--- BEGIN Source data ---
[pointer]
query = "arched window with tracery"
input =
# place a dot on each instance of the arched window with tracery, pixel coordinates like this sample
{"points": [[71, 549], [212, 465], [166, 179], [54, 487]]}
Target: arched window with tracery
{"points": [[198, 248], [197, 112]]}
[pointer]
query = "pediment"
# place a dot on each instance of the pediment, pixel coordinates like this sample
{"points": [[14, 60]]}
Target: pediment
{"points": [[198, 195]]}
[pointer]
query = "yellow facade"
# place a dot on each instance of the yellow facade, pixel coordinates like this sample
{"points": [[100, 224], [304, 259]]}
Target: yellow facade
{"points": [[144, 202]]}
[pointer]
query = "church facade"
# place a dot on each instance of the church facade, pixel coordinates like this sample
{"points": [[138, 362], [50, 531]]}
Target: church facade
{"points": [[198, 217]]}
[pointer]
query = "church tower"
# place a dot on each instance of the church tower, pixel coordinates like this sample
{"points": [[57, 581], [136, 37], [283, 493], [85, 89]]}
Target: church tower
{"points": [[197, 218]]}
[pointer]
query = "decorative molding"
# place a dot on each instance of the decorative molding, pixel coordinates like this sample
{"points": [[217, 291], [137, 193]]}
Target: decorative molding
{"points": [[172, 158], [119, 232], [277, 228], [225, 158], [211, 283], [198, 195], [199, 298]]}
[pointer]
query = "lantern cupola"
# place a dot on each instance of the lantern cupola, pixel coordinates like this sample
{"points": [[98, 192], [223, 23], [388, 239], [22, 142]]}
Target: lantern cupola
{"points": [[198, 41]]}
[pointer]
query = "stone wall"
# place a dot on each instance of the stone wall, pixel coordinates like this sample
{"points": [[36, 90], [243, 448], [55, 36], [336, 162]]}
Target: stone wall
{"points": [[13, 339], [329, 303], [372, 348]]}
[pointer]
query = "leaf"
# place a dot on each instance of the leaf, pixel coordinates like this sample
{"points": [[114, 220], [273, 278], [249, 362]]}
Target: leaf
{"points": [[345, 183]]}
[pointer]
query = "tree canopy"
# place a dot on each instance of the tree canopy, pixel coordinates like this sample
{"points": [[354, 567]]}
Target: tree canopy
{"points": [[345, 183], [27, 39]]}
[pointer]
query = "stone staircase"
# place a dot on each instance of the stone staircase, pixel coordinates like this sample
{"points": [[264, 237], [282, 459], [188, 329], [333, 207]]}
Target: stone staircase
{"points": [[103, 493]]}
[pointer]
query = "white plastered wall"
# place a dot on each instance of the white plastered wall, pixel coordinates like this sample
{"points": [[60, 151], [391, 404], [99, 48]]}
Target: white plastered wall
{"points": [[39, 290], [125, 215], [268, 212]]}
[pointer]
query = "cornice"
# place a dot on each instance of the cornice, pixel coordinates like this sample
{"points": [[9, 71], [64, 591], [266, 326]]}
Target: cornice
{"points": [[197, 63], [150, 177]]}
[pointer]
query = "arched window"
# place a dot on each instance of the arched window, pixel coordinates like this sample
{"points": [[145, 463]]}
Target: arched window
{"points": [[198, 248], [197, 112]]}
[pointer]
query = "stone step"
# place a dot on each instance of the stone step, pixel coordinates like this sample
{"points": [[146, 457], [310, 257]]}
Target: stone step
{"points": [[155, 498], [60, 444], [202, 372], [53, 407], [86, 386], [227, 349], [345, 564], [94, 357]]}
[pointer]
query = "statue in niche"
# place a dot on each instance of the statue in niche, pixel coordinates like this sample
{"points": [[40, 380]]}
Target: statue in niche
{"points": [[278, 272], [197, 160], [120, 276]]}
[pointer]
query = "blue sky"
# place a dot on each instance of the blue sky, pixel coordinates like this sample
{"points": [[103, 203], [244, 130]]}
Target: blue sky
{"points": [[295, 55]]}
--- END Source data ---
◆ Request ◆
Extract each line from the items above that contains the string "blue". Case matters.

◆ Final answer ◆
query = "blue sky"
# place a dot on each instance of the blue sky, pixel coordinates like this sample
Target: blue sky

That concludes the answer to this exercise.